*** EXCERPT TO READ Section Begins ***

Eva Samuelsson Senior lecturer, associate professor

Contact

Name and title: Eva SamuelssonSenior lecturer, associate professor

Phone: +468161754

ORCID0000-0002-0856-9854 Länk till annan webbplats.

Workplace: Department of Social Work Länk till annan webbplats.

Visiting address Room F 2346Campus Albano Hus 2, plan 3, Albanovägen 18

Postal address Institutionen för socialt arbete114 19 Stockholm

About me

I have a PhD in social work and conduct research on gambling and substance use problems and organisation of care and treatment for such problems. Previously I have worked as a social worker in social services and substance abuse care. Currently I am conducting research on the Stockholm Needle Exchange programme, youth approaches towards alcohol and health, as well as help-seeking processes in the case of gambling problems. 

I am teaching at the Department of Social Work at Stockholm University and other contexts in topics such as service user involvement, gambling and substance use problems, care and treatment and motivational interviewing (MI).

*** EXCERPT TO READ Section Ends ***

* WORK INSTRUCTIONS *
1. Answer these questions from the staff profile above, marking your answers (a), (b) and (c):
(a) What department is given as the workplace?
(b) What jobs did the lecturer hold before doing research?
(c) Which needle exchange program is the subject of current research?
2. Write a few more sentences extending the staff profile, starting right after its final sentence about teaching.

*** DATA Section Begins ***

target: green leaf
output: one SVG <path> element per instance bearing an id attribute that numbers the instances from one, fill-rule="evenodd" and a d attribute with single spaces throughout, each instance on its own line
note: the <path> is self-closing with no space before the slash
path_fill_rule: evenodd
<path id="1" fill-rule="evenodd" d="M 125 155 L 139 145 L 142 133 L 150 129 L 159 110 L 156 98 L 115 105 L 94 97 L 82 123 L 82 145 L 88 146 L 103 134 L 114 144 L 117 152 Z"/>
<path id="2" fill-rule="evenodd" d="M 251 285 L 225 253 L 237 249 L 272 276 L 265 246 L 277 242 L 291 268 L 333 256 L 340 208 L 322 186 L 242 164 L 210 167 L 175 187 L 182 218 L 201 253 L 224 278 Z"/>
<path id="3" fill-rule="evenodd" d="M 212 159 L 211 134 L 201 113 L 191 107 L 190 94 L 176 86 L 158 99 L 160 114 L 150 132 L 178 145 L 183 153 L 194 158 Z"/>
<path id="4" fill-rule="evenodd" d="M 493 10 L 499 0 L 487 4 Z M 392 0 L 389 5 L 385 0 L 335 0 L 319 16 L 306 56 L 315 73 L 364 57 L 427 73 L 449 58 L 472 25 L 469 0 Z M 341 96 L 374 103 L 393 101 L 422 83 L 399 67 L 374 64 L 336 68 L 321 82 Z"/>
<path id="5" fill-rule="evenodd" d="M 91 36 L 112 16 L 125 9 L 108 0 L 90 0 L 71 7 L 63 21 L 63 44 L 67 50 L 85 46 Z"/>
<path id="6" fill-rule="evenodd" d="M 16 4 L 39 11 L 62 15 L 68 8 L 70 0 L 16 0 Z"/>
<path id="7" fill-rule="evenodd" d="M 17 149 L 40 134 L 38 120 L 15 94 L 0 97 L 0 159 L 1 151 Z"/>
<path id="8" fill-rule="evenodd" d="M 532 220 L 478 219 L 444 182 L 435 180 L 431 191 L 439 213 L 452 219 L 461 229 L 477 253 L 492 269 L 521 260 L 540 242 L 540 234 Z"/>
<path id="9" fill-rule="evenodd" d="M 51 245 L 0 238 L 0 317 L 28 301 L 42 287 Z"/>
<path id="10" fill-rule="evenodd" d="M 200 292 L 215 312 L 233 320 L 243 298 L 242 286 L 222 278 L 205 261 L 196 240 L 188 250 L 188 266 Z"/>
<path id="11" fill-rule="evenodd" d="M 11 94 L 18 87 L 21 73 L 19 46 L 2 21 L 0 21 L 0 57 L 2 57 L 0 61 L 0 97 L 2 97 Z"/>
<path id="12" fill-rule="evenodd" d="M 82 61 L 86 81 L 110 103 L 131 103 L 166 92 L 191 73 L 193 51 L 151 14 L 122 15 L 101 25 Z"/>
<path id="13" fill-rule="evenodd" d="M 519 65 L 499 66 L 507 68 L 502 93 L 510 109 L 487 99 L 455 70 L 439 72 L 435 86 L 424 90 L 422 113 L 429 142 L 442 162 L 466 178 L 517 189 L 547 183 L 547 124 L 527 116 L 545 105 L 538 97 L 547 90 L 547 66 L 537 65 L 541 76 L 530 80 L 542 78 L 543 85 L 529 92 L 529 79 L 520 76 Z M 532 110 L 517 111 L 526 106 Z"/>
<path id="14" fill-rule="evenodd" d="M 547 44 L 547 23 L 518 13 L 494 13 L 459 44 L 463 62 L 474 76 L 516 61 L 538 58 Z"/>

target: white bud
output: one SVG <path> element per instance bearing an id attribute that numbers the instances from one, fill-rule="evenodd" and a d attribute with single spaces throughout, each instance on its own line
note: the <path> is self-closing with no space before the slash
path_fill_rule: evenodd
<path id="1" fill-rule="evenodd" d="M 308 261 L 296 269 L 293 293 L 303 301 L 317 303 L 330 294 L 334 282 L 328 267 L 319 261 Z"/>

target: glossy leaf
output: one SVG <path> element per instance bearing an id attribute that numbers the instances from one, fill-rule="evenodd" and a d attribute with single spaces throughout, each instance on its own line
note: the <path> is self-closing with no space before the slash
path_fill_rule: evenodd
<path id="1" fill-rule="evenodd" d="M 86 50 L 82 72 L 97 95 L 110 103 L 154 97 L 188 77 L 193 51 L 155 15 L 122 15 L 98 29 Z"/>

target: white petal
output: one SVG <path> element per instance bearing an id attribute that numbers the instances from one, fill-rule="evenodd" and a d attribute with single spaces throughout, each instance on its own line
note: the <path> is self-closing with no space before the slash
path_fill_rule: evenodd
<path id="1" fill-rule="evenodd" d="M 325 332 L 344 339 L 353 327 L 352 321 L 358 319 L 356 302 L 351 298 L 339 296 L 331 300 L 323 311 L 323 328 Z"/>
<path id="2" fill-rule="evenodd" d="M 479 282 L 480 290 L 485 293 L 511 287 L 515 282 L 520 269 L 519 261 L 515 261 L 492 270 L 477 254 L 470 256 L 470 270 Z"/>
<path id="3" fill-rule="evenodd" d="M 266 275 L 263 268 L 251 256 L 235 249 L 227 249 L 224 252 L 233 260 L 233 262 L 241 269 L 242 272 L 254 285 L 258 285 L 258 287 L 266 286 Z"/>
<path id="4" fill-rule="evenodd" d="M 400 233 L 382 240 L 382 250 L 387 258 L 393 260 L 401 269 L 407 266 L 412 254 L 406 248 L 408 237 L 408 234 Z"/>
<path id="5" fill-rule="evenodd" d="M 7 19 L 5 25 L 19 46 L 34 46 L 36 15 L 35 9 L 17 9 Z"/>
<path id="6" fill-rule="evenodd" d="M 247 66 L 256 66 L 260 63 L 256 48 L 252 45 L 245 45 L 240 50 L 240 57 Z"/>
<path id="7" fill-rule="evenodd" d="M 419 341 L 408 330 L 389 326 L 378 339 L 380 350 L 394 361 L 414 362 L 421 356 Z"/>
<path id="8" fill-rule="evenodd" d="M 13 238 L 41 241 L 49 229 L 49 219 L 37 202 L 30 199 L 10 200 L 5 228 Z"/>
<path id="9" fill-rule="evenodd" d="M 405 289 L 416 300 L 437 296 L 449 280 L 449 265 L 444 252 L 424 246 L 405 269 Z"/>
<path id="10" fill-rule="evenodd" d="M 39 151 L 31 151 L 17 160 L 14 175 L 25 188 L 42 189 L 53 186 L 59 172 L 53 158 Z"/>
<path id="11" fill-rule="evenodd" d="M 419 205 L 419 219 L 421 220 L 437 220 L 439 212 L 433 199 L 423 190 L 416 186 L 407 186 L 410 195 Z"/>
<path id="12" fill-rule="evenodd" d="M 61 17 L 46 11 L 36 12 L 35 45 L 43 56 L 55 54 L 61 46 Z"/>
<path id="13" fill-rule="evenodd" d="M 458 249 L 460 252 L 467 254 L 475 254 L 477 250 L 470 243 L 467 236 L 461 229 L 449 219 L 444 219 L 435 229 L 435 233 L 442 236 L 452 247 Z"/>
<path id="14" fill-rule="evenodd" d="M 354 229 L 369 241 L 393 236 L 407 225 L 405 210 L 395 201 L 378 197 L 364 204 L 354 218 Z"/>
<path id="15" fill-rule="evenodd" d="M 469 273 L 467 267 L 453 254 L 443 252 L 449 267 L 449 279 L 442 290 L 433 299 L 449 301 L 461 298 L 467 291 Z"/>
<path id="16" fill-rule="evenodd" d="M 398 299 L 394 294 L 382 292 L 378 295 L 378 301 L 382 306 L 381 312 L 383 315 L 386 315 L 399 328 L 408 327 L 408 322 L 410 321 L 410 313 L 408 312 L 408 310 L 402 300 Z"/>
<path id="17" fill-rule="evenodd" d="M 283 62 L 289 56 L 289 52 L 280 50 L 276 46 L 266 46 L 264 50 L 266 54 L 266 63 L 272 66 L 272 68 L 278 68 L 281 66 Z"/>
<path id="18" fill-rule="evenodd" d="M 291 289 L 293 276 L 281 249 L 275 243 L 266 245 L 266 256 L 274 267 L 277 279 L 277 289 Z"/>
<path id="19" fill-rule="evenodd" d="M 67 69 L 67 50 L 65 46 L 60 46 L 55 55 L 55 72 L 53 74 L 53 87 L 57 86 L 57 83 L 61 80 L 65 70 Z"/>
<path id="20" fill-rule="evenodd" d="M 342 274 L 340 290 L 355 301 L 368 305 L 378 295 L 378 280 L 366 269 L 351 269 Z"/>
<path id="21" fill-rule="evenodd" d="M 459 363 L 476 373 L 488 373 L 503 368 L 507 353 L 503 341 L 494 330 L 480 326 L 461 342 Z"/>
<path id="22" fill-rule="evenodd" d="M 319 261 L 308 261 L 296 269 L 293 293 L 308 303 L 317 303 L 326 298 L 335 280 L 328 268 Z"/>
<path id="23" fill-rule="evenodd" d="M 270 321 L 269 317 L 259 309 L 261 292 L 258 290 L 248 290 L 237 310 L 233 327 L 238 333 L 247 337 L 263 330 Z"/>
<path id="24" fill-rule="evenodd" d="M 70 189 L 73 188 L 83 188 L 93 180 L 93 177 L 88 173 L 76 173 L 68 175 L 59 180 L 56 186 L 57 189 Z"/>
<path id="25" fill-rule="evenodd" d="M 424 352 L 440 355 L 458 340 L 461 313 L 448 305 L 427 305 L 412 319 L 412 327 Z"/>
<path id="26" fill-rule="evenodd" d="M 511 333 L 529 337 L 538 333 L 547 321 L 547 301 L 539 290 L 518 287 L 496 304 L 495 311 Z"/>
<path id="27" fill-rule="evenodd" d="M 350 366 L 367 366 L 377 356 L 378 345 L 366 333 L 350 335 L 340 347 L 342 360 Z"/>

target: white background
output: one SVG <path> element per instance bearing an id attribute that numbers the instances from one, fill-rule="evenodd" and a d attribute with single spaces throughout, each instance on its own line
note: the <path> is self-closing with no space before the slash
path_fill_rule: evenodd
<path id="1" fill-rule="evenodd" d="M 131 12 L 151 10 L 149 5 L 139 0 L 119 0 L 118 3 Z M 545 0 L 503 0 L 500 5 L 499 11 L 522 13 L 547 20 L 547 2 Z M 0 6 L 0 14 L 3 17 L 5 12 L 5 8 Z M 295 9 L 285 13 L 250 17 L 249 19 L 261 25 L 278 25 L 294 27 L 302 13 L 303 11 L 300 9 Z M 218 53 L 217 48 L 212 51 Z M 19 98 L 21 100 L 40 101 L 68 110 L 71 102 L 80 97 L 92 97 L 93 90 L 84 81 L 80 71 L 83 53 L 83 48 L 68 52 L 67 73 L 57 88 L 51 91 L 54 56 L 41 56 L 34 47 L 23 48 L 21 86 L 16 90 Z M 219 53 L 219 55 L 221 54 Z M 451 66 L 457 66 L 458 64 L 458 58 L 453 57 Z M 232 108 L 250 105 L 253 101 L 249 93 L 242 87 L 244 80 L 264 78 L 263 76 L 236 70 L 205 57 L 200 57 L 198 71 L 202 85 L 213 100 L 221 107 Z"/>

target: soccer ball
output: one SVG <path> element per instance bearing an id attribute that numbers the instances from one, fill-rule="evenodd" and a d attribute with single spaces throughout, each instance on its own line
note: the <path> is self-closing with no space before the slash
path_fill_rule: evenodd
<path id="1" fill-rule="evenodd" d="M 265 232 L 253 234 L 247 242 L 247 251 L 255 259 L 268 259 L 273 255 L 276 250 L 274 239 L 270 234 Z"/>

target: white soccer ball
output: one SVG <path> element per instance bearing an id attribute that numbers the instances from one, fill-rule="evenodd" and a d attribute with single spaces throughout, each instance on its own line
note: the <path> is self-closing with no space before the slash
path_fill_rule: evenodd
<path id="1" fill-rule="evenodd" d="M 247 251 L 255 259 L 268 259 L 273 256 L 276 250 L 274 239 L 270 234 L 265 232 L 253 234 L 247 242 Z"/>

*** DATA Section Ends ***

* ACTIVITY ANSWERS *
1.
(a) The Department of Social Work.
(b) Social worker in social services and substance abuse care.
(c) The Stockholm Needle Exchange programme.

2.
In the research project RISK we study how people who inject drugs (PWID), treatment staff and other societal actors reason about whether and how risks and harms can be prevented, and how this relates to the interaction between individuals, social situations (e.g., social network, injection) and institutions (e.g., drugs policy, public debate).

The post doc project Dilemmas of help-seeking – needs, experiences and barriers of contact with care in the case of gambling and alcohol problems was financed by Forte and took place during 2018 and 2019. The project is part of the Department of Public Health Sciences research program on gambling problems – REGAPS (Responding to and Reducing Gambling Problems Studies) which includes research on availability of support and treatment, measurement, comorbidity and policy impacts.

Together with researchers at the Department of Public Health Sciences I am conducting interviews to understand the declining drinking habits and health approaches among youth.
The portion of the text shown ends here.